◆ **Stated problem**
Would you restate all the data that follows, word for word?

◆ **Supplied data**
>>>>>

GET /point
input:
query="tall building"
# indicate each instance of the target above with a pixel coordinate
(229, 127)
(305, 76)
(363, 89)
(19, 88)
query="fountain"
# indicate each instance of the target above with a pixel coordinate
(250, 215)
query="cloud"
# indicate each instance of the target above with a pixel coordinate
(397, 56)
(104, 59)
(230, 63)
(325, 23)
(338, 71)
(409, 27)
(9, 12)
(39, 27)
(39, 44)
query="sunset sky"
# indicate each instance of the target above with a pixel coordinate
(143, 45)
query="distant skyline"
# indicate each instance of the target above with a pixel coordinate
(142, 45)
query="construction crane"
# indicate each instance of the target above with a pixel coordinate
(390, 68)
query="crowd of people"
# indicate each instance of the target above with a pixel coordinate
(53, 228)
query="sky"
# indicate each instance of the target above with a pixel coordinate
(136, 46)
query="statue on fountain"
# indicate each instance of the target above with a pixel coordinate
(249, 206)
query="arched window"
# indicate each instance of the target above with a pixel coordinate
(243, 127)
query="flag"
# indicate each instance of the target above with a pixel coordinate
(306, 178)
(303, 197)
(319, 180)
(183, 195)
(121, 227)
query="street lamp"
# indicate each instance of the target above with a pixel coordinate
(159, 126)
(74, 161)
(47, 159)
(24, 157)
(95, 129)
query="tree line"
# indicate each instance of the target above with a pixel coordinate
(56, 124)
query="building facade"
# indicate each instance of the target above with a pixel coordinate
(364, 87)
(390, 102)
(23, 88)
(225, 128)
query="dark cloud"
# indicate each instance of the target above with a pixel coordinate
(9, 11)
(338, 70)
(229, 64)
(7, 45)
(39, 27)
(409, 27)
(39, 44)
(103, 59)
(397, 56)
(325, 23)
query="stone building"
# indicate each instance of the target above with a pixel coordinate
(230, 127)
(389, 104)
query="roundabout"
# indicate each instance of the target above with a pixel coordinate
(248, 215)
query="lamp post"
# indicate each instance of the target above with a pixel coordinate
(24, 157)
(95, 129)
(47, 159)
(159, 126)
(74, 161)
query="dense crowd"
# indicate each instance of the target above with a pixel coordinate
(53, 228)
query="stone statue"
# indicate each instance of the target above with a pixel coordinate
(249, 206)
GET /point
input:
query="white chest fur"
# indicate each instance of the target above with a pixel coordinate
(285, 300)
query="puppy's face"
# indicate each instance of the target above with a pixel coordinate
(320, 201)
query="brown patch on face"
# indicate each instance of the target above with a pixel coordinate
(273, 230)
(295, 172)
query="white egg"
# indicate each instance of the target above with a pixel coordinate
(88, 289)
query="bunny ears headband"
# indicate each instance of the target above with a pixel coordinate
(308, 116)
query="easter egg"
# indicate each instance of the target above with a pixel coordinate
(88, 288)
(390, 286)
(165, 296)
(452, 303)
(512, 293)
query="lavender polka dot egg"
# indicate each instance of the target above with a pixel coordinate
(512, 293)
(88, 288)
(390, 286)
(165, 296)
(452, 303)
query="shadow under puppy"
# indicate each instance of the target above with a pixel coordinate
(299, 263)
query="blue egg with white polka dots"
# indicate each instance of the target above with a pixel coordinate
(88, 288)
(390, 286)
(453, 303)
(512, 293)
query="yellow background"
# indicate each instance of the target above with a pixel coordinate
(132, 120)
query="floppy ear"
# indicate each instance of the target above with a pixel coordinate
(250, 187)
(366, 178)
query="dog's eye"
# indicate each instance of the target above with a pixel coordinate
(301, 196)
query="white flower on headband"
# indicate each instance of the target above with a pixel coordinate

<<<<<

◆ **Correct answer**
GET /point
input:
query="tall building"
# indicate each instance of the target above with a pixel coordinate
(229, 127)
(305, 76)
(363, 89)
(19, 88)
query="fountain"
# indicate each instance of the target above with a pixel coordinate
(250, 215)
query="cloud"
# indicate each instance of the target above with a pixel coordinate
(397, 56)
(104, 59)
(230, 63)
(325, 23)
(338, 71)
(409, 27)
(9, 12)
(39, 27)
(39, 44)
query="sunset sky"
# indicate each instance of the target above with a pixel coordinate
(143, 45)
query="distant skyline"
# indicate each instance of the target above with a pixel coordinate
(142, 45)
query="construction crane"
# indicate each instance of the target above with a pixel coordinate
(390, 68)
query="crowd of people"
# indicate each instance of the target above with a pixel coordinate
(53, 228)
query="sky"
# indicate each instance of the target above with a pixel coordinate
(136, 46)
query="statue on fountain"
# indicate each instance of the target above with a pixel coordinate
(249, 206)
query="arched window"
# indicate each instance of the target above with a pixel coordinate
(243, 127)
query="flag"
# indicate each instance of the target above with a pixel coordinate
(306, 178)
(303, 197)
(319, 180)
(183, 195)
(121, 227)
query="street lamp"
# indicate each instance of the target above with a pixel coordinate
(159, 126)
(74, 161)
(47, 159)
(24, 157)
(95, 129)
query="tree line"
# indicate each instance of the target above with a pixel coordinate
(56, 124)
query="building facade"
# indicate each instance of the target above with a pixel coordinate
(364, 87)
(390, 102)
(23, 88)
(225, 128)
query="dark cloud"
# indicate each instance of the target above with a pixel coordinate
(9, 11)
(338, 70)
(229, 64)
(7, 45)
(39, 27)
(409, 27)
(39, 44)
(103, 59)
(397, 56)
(325, 23)
query="stone building"
# indicate each instance of the target above with a pixel coordinate
(230, 127)
(389, 104)
query="roundabout"
# indicate each instance of the target above with a pixel coordinate
(248, 215)
query="lamp post"
# indicate each instance of the target above with a pixel coordinate
(24, 157)
(95, 129)
(47, 159)
(159, 126)
(74, 161)
query="dense crowd"
# indicate each instance of the target above with a pixel coordinate
(53, 228)
query="stone statue"
# indicate each instance of the target above with a pixel coordinate
(249, 206)
GET /point
input:
query="white chest fur"
# indicate each instance of the target above with a pixel coordinate
(285, 300)
query="puppy's face"
# indicate each instance of the target above with a pixel coordinate
(320, 201)
query="brown patch on face"
# indicate each instance of the target above with a pixel coordinate
(273, 230)
(295, 172)
query="white egg"
# indicate each instance of the target above with a pixel coordinate
(88, 289)
query="bunny ears headband"
# indicate each instance of the target above with a pixel coordinate
(308, 116)
query="easter egg"
# indicate each instance of the target above with a pixel coordinate
(88, 288)
(390, 286)
(165, 296)
(452, 303)
(512, 293)
query="lavender polka dot egg"
# indicate each instance of the target above with a pixel coordinate
(512, 293)
(88, 288)
(390, 286)
(165, 296)
(452, 303)
query="shadow under puppy"
# indicate each instance of the target above with a pixel coordinate
(299, 263)
query="blue egg with white polka dots"
# indicate each instance of the target above with a pixel coordinate
(88, 288)
(390, 286)
(453, 303)
(512, 293)
query="yellow background"
# indicate each instance of the target above with a pixel coordinate
(132, 120)
query="floppy ear"
# indicate each instance of the target above with a pixel coordinate
(250, 187)
(366, 178)
query="dog's eye"
# indicate each instance of the target above with a pixel coordinate
(301, 196)
query="white flower on headband"
# indicate each instance of the target above with a pixel coordinate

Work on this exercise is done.